* Requirement
Output the listing below verbatim, keeping every line unchanged.

* Dataset
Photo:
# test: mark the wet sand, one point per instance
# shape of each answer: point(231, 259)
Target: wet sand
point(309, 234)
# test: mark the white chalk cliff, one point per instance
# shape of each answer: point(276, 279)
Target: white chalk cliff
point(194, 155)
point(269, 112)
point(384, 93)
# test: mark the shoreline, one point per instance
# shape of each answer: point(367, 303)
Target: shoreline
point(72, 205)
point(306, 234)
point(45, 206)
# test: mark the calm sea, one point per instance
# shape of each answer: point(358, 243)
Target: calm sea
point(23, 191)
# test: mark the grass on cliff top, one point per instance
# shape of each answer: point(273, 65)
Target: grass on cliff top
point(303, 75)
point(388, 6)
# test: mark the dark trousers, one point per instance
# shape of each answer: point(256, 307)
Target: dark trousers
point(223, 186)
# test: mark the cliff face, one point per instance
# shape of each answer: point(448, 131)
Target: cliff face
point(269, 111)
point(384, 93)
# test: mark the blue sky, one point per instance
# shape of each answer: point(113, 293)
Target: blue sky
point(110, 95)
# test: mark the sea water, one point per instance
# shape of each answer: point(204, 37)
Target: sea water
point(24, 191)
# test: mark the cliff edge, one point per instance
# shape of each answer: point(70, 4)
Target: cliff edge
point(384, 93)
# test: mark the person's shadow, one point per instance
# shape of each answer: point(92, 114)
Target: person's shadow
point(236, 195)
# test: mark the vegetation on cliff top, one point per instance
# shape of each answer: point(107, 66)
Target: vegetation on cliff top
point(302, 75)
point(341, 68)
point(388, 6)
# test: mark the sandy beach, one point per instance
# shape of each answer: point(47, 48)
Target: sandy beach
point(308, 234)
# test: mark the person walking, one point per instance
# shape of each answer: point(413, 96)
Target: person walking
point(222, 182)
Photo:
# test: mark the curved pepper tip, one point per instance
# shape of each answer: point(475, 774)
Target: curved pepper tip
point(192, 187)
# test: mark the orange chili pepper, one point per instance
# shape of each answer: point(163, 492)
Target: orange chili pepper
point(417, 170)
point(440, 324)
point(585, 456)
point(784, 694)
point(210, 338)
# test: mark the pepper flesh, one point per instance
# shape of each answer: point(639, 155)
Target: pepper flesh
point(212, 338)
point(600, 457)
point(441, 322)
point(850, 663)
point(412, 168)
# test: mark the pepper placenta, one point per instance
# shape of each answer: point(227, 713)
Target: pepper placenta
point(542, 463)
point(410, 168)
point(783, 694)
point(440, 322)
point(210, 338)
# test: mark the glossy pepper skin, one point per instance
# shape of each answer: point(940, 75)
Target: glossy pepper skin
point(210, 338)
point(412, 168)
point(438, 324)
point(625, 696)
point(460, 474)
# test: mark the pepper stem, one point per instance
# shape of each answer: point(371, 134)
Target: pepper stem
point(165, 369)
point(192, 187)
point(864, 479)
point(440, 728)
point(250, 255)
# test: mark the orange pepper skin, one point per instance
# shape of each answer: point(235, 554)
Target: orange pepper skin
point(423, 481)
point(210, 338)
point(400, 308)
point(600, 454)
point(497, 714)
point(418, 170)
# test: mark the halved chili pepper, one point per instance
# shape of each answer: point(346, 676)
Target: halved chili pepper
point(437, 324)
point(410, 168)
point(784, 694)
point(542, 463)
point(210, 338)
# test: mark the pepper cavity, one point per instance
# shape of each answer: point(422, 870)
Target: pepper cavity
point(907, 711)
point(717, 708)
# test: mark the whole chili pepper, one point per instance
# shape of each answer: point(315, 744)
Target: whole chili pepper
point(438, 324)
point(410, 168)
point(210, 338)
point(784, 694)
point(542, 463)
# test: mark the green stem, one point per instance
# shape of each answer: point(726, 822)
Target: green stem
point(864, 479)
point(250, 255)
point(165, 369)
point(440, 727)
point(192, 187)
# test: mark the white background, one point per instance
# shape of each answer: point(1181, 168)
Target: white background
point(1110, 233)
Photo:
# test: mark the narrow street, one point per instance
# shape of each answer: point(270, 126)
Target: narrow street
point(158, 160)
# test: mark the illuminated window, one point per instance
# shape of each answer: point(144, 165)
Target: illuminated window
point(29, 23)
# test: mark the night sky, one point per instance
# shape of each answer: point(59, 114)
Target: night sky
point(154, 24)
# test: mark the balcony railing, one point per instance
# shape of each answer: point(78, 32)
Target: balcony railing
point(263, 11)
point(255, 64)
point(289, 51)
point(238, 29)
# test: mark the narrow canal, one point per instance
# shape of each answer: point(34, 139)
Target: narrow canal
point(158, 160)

* Response to the exercise
Photo:
# test: mark the wet sand, one point per instance
# shape of each answer: point(231, 259)
Target: wet sand
point(309, 234)
# test: mark the white chalk cliff, one point per instance
# shape of each answer: point(276, 279)
Target: white chalk cliff
point(194, 155)
point(269, 112)
point(384, 93)
# test: mark the shoreline, one point per instance
# shape of each answer: point(367, 303)
Target: shoreline
point(72, 205)
point(306, 234)
point(45, 206)
# test: mark the calm sea, one point per instance
# shape of each answer: point(358, 243)
Target: calm sea
point(23, 191)
# test: mark the grass on cliff top, one point per instance
# shape of each answer: point(273, 65)
Target: grass on cliff top
point(303, 75)
point(388, 6)
# test: mark the dark trousers, one point per instance
# shape of each answer: point(256, 307)
Target: dark trousers
point(223, 186)
# test: mark the cliff face, one point per instance
# shape of each answer: point(448, 131)
Target: cliff face
point(269, 111)
point(384, 93)
# test: mark the blue sky, one point per instance
# shape of each answer: point(113, 293)
Target: blue sky
point(110, 95)
# test: mark the sea water, one point per instance
# shape of each answer: point(204, 37)
Target: sea water
point(24, 191)
# test: mark the cliff edge, one point per instance
# shape of each answer: point(70, 4)
Target: cliff edge
point(384, 93)
# test: mark the person's shadow, one point per instance
# shape of each answer: point(92, 114)
Target: person's shadow
point(236, 195)
# test: mark the vegetation on cliff top, one point per instance
# shape of each answer: point(107, 66)
Target: vegetation on cliff top
point(302, 75)
point(341, 68)
point(388, 6)
# test: mark the sandy beach, one point per instance
# shape of each answer: point(47, 48)
Target: sandy beach
point(308, 234)
# test: mark the person walking, one point per instance
# shape of each answer: point(413, 96)
Target: person walking
point(222, 182)
Photo:
# test: mark the curved pepper tip, one point per instance
# shape of each answer: point(475, 774)
Target: curved pepper tip
point(192, 187)
# test: mark the orange chili pepper, one point per instance
# shape of each answer: point(163, 492)
Target: orange chili pepper
point(417, 170)
point(440, 324)
point(585, 456)
point(784, 694)
point(210, 338)
# test: mark the pepper flesh, one point per instance
# shape of each answer: point(639, 155)
Target: pepper flesh
point(212, 338)
point(600, 457)
point(441, 322)
point(850, 663)
point(412, 168)
# test: mark the pepper placenta, one point per instance
# shape of each answer: point(227, 713)
Target: pepper placenta
point(542, 463)
point(410, 168)
point(783, 694)
point(440, 322)
point(210, 338)
# test: mark the glossy pepper skin, one point per instance
# shape of each answer: point(940, 75)
Target: glossy pepper skin
point(210, 338)
point(412, 168)
point(438, 324)
point(625, 696)
point(460, 474)
# test: mark the pepper stem, one point per instance
# shape of each answer: point(371, 134)
Target: pepper stem
point(165, 369)
point(192, 187)
point(864, 479)
point(440, 728)
point(250, 255)
# test: mark the orange pepper skin, one point per instance
# shape of each answer: point(235, 554)
Target: orange pepper skin
point(423, 481)
point(210, 338)
point(400, 308)
point(600, 454)
point(497, 714)
point(418, 170)
# test: mark the halved chili pepper, one point per instance
# shape of each answer: point(346, 676)
Target: halved chili pepper
point(437, 324)
point(410, 168)
point(784, 694)
point(542, 463)
point(210, 338)
# test: mark the pepper cavity, one point per instance
# shape of each answer: point(422, 870)
Target: pepper cavity
point(907, 711)
point(717, 708)
# test: mark the whole chili pepper, one point per instance
# shape of each answer: point(315, 744)
Target: whole chili pepper
point(438, 324)
point(410, 168)
point(210, 338)
point(784, 694)
point(542, 463)
# test: mark the green stem, one point per instance
# shape of each answer: point(726, 822)
Target: green stem
point(864, 479)
point(250, 255)
point(165, 369)
point(440, 727)
point(192, 187)
# test: mark the white background, one point per instance
# shape of each answer: point(1181, 168)
Target: white background
point(1110, 233)
Photo:
# test: mark the narrow street, one point per instance
# shape of each answer: point(270, 126)
Target: narrow street
point(158, 160)
# test: mark the illuminated window, one point per instance
# shape of each answer: point(144, 165)
Target: illuminated window
point(29, 23)
# test: mark the night sky, one point per instance
# shape of each answer: point(59, 114)
Target: night sky
point(154, 24)
# test: mark the balcony railing, one point per instance
# shape of each answer: point(78, 32)
Target: balcony railing
point(263, 11)
point(255, 64)
point(289, 51)
point(238, 29)
# test: mark the narrow canal, one point per instance
# shape of each answer: point(34, 139)
Target: narrow canal
point(158, 160)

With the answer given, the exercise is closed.